— Begin THE DATA —

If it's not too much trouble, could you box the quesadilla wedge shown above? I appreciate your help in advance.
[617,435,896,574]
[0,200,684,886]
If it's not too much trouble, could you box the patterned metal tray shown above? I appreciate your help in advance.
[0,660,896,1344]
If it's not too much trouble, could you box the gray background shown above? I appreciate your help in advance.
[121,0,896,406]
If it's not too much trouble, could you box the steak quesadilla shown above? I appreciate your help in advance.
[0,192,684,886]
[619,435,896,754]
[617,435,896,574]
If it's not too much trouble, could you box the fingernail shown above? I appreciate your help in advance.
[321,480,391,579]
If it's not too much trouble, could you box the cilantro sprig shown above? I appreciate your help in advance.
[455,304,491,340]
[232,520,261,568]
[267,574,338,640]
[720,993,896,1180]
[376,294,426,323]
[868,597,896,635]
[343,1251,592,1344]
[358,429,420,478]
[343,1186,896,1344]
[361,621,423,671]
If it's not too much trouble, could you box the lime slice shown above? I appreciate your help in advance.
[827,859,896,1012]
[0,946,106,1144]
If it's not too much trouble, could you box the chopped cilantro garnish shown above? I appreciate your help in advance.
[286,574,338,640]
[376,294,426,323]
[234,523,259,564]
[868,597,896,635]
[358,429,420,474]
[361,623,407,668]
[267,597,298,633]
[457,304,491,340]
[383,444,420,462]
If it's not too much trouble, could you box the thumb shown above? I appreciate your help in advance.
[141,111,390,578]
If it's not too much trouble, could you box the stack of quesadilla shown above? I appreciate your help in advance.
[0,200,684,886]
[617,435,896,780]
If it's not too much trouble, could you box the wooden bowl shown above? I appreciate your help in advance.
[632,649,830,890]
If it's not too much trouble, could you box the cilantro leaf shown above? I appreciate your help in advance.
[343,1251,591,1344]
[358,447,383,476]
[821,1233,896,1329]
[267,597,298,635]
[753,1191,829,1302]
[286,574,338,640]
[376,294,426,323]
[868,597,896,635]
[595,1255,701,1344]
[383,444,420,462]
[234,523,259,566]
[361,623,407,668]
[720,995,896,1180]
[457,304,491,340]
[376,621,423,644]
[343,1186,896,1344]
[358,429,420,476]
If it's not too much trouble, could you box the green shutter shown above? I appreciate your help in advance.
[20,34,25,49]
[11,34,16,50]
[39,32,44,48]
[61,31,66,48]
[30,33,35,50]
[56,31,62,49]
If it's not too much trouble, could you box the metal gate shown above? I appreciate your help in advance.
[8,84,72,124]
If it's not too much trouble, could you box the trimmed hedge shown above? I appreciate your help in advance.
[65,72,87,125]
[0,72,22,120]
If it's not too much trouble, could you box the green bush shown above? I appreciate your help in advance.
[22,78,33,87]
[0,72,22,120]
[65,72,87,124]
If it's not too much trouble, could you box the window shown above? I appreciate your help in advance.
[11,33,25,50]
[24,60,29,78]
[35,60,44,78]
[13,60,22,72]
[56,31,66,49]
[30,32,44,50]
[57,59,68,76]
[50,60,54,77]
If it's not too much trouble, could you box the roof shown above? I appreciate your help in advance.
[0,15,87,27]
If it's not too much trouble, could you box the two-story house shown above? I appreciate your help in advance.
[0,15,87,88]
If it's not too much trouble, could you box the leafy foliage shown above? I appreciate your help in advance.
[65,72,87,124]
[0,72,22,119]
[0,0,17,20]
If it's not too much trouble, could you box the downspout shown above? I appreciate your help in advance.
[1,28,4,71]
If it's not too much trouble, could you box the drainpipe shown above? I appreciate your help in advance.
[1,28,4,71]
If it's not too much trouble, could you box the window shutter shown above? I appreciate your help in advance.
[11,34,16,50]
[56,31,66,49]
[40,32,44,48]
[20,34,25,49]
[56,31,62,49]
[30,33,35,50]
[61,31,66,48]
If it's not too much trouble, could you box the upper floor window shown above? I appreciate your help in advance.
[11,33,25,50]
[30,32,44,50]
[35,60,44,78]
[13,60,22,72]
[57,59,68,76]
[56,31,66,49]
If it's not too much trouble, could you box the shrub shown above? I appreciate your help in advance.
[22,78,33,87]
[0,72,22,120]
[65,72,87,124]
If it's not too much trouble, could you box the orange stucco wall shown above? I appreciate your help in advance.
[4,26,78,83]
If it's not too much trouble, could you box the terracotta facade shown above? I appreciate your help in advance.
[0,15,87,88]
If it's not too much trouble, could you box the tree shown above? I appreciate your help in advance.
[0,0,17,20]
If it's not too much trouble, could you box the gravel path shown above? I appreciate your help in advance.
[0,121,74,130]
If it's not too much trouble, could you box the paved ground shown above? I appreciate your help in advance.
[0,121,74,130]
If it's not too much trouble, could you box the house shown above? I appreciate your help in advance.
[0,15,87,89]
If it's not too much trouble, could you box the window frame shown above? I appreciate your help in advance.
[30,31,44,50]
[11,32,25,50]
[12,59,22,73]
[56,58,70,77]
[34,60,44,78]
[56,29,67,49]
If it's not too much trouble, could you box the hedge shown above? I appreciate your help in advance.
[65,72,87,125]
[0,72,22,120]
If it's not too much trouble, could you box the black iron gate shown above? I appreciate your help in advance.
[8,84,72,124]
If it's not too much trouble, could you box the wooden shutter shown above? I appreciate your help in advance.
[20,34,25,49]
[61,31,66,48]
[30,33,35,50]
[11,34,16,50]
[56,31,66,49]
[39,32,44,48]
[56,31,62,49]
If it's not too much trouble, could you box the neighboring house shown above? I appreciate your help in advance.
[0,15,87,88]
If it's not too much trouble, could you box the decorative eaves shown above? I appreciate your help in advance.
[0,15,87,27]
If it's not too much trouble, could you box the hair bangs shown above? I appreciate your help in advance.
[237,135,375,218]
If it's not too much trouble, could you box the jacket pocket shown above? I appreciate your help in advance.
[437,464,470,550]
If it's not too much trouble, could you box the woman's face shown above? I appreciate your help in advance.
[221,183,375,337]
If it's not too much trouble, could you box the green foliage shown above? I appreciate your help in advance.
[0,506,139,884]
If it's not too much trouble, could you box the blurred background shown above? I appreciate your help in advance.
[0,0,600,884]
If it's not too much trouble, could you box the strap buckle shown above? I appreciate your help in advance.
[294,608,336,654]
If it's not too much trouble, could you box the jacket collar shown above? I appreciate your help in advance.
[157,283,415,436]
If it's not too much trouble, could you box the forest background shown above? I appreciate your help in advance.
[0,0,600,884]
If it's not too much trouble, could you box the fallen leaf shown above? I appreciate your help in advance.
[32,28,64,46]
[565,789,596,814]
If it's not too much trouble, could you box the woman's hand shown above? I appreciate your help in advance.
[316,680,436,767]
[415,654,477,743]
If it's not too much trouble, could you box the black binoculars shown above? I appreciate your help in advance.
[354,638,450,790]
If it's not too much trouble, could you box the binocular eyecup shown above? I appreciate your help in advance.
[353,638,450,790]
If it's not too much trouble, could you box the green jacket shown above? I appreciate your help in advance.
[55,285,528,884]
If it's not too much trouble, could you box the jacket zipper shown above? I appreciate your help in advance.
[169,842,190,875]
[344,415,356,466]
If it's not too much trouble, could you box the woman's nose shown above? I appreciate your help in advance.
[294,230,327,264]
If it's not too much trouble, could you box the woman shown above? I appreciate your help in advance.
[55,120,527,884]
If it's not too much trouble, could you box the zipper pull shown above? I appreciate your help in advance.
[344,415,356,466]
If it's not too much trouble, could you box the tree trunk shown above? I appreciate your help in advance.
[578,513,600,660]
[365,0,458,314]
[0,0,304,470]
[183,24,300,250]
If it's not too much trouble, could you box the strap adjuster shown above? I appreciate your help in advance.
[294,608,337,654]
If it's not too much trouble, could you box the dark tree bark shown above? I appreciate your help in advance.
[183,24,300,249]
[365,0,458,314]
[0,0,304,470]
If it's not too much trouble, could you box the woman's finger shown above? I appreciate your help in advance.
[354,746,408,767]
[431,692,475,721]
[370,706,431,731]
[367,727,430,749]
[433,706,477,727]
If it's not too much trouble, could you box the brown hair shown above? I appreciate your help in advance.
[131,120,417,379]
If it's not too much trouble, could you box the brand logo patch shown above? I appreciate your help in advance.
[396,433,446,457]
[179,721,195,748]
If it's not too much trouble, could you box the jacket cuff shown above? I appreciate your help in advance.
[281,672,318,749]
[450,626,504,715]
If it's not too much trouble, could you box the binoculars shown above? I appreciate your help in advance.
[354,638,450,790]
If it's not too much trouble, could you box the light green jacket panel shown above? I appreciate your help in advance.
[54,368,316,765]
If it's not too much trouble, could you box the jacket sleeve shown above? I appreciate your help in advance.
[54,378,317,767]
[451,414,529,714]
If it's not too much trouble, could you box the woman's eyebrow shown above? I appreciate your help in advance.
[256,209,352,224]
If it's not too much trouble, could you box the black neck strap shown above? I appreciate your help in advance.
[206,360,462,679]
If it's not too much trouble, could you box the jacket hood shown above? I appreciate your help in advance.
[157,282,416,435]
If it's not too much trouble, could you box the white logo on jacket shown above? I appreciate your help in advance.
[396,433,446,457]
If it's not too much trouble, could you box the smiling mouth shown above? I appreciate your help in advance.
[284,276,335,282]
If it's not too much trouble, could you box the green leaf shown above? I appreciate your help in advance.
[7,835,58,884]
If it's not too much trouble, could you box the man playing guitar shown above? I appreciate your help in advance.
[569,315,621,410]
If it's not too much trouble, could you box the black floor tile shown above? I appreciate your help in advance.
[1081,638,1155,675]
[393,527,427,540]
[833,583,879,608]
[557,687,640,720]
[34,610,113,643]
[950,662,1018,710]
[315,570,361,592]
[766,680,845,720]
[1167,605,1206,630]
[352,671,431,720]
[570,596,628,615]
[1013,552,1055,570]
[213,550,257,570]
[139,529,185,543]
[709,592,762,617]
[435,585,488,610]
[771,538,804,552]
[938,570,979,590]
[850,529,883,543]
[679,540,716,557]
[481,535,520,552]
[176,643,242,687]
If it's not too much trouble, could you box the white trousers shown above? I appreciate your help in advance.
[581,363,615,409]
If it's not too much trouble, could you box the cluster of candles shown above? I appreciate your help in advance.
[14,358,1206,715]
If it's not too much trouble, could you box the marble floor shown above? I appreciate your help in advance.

— End THE DATA —

Output as a JSON list of strings the lines from the one containing "If it's not too much trouble, could you box the cluster" through the end of the rows, one string per line, skipping blank lines.

## TASK RESULT
[
  "If it's not too much trouble, could you box the cluster of candles shown above? I appreciate your help in advance.",
  "[14,358,1206,715]",
  "If it's not too much trouble, could you box the marble floor shown above? I appreciate your help in advance."
]